→ Recorded data:
════════════════════
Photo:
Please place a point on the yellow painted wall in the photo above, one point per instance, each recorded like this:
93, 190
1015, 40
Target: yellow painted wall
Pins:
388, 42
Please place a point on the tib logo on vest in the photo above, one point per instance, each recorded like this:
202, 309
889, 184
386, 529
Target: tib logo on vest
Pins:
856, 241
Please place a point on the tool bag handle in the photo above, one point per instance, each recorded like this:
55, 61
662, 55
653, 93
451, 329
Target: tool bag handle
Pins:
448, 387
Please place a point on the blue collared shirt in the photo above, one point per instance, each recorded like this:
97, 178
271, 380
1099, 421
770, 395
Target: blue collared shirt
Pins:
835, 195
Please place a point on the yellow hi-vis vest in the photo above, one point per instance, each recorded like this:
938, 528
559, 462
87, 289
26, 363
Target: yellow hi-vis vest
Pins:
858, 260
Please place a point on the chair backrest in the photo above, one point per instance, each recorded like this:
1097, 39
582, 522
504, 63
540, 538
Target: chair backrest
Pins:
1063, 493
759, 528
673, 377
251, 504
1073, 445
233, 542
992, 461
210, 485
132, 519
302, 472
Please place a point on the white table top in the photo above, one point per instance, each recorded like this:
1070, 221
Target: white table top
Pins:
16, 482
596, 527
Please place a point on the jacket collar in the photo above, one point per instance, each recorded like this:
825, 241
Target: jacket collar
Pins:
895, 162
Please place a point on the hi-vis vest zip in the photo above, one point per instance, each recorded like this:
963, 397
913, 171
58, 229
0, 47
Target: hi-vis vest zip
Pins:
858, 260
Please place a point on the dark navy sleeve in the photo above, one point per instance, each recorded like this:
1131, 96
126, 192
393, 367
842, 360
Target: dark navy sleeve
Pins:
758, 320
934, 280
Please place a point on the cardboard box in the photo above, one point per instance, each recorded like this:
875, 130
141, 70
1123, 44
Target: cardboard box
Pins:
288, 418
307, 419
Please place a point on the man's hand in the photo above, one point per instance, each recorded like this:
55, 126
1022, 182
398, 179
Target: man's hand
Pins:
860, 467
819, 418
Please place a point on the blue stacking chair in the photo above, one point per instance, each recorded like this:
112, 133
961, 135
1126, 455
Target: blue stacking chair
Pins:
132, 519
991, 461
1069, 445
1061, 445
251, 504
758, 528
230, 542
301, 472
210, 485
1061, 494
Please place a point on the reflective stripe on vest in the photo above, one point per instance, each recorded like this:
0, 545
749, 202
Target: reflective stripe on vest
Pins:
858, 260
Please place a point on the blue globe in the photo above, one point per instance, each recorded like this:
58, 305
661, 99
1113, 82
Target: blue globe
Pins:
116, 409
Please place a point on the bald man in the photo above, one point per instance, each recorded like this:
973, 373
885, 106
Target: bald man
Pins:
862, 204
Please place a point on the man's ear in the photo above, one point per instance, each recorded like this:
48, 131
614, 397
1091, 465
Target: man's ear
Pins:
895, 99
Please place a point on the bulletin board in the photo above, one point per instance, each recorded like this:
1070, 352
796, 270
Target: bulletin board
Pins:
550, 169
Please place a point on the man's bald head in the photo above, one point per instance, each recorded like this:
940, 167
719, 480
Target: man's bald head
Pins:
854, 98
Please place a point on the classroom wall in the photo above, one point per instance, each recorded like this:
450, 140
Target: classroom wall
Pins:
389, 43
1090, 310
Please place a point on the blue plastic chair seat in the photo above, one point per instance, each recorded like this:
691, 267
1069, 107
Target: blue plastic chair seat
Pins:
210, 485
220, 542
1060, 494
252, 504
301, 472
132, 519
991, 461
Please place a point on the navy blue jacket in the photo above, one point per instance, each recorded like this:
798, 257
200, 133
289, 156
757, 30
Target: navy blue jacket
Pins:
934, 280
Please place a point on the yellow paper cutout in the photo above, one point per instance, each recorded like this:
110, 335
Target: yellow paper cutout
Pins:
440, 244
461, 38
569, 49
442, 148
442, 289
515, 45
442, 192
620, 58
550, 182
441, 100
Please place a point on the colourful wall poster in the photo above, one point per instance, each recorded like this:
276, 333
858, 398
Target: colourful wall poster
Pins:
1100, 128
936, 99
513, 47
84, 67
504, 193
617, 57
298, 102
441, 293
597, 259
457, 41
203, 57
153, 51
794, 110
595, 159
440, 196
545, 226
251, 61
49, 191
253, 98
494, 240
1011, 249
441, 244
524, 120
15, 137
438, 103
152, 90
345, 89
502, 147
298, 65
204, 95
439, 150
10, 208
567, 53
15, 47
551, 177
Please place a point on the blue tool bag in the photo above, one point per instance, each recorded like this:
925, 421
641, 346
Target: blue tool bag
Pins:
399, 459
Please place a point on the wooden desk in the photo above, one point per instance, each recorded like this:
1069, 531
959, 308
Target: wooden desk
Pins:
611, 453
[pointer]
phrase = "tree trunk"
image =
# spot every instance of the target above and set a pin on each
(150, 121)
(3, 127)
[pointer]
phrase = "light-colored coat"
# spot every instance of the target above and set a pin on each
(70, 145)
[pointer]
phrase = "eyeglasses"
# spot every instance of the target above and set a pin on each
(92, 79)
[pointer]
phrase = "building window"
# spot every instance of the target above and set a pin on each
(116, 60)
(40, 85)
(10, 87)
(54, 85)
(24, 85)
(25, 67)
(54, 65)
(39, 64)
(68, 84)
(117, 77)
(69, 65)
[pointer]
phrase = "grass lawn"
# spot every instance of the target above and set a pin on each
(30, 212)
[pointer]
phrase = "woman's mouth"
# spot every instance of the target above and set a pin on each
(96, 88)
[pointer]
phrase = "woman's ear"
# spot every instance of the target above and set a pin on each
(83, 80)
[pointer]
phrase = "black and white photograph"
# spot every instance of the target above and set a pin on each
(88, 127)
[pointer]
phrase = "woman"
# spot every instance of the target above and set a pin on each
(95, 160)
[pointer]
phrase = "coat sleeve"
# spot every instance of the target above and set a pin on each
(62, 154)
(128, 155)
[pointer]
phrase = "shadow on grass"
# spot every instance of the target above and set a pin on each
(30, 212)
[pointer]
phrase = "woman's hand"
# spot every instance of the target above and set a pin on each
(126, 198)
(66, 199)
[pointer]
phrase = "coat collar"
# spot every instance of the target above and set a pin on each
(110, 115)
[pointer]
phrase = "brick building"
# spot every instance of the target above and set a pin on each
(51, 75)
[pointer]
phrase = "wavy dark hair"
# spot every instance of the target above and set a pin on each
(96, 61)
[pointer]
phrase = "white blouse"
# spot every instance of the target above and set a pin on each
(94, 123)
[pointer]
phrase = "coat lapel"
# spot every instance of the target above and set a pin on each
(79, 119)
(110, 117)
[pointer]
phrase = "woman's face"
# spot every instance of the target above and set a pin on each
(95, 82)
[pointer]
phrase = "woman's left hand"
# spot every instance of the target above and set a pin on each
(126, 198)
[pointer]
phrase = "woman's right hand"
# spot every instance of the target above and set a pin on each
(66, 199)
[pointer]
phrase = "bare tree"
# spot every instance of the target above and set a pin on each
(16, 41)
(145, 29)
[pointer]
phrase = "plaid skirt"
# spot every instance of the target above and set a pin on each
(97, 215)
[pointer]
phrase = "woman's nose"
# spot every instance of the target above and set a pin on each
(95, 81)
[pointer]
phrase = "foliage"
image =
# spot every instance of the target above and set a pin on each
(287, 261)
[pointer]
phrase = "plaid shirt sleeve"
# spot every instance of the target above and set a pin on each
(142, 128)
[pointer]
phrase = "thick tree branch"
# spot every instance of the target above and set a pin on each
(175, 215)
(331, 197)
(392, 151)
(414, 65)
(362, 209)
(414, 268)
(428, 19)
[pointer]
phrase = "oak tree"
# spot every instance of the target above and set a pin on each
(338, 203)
════════════════════
→ Activity:
Using the records above, gather all lines where the string "tree" is present.

→ Response:
phrase = "tree trunk"
phrase = "bare tree"
phrase = "thick tree branch"
phrase = "oak tree"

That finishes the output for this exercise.